(Exercise description) Using the entries that follow, collect the lines where the word "shirt" appears.

(Records for processing)
=== Section Start ===

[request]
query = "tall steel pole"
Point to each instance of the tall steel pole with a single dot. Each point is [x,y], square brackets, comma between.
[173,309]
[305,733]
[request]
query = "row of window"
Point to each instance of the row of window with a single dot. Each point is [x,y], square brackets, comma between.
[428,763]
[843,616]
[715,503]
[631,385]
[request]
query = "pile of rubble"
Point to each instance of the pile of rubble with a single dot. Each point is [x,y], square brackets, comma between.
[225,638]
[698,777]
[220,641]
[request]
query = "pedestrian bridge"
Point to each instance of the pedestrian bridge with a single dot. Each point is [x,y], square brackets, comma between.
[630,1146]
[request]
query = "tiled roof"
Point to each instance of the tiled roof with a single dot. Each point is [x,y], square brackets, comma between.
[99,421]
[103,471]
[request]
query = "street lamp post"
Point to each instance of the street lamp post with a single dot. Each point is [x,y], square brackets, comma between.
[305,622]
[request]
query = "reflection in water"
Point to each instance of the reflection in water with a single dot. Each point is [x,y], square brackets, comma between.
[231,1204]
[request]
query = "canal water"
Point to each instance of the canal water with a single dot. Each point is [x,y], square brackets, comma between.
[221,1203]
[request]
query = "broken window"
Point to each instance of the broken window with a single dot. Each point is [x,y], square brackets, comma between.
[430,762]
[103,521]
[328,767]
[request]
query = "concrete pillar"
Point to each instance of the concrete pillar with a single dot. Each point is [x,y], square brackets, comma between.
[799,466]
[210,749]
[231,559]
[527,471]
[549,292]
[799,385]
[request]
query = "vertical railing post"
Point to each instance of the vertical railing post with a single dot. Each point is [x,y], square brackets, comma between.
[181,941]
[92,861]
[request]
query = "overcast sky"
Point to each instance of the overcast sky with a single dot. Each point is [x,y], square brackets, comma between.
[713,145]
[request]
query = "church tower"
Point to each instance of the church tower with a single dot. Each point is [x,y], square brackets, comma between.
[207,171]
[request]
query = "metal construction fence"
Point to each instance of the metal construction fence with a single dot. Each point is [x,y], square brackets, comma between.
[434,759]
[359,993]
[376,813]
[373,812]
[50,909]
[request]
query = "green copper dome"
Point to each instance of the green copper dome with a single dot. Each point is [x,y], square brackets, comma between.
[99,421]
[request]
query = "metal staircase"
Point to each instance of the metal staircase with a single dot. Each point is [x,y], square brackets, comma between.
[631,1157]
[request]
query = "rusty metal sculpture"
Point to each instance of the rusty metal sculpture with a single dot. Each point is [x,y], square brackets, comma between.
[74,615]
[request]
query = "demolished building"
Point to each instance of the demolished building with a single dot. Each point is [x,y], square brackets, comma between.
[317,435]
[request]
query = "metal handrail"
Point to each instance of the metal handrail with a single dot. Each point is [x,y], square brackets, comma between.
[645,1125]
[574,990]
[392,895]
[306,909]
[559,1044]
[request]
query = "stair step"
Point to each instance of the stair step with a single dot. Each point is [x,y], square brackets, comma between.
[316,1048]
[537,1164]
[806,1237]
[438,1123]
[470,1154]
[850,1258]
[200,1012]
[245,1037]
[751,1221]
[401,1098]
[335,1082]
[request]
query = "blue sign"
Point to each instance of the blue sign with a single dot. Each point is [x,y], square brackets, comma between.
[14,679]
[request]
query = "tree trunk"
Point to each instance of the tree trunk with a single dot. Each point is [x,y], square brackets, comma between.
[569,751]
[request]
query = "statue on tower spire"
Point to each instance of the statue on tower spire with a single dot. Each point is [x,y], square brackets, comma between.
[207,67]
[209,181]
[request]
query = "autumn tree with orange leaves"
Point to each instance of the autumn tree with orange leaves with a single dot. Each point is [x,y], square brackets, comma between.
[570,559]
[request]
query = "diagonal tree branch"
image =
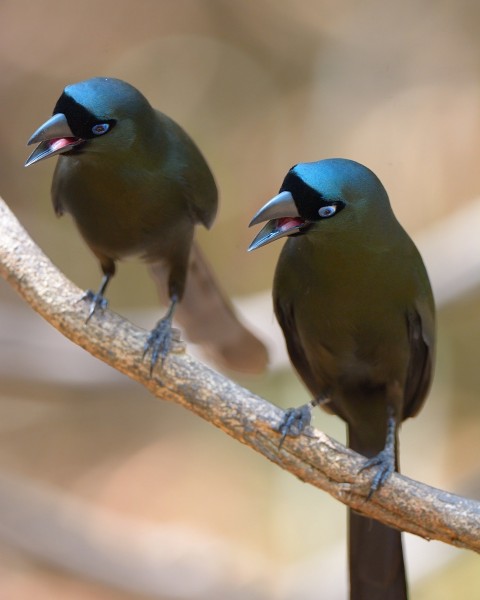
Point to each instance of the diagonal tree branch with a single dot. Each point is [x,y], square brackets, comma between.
[314,458]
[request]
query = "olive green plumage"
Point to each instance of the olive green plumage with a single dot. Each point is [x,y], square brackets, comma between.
[354,301]
[137,185]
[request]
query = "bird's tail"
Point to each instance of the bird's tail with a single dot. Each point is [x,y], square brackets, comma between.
[209,319]
[377,570]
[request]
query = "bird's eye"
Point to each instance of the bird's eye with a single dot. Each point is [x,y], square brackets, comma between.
[327,211]
[100,128]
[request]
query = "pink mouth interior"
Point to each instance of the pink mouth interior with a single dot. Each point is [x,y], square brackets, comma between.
[286,223]
[59,143]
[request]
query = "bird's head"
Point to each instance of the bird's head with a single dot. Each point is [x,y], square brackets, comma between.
[315,193]
[95,114]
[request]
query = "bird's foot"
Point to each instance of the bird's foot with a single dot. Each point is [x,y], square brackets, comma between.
[97,301]
[385,463]
[295,421]
[162,340]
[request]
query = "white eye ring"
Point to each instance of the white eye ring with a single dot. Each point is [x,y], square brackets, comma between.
[327,211]
[100,128]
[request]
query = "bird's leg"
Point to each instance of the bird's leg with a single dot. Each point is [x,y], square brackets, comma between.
[296,420]
[384,460]
[160,339]
[97,300]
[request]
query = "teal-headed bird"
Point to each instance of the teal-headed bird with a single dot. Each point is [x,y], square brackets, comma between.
[137,185]
[353,298]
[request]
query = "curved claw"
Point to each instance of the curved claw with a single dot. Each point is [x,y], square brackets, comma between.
[385,461]
[97,302]
[295,421]
[159,342]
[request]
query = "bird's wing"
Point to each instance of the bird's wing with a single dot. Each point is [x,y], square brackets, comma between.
[285,314]
[209,319]
[420,366]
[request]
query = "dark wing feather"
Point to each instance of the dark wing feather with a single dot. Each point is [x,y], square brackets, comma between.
[420,366]
[285,314]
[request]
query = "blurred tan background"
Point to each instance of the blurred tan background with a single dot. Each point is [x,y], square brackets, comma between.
[106,493]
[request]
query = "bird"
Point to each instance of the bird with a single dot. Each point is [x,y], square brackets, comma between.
[353,298]
[137,185]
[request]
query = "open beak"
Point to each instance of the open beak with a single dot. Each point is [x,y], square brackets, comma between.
[53,137]
[283,219]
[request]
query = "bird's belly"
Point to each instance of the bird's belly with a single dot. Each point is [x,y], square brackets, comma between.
[123,224]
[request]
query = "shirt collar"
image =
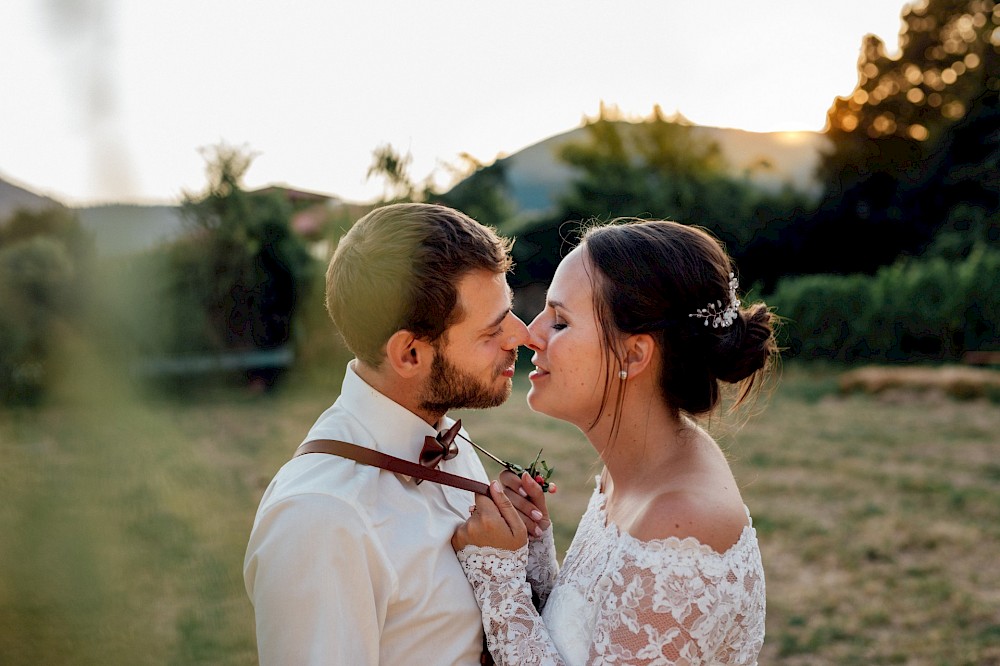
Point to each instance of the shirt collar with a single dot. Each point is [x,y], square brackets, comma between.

=== Section End ===

(Answer for this exercise)
query = "shirt collar"
Point to each instance of the shirt collar with a single dot. Each point is [x,y], square brackets, comma between.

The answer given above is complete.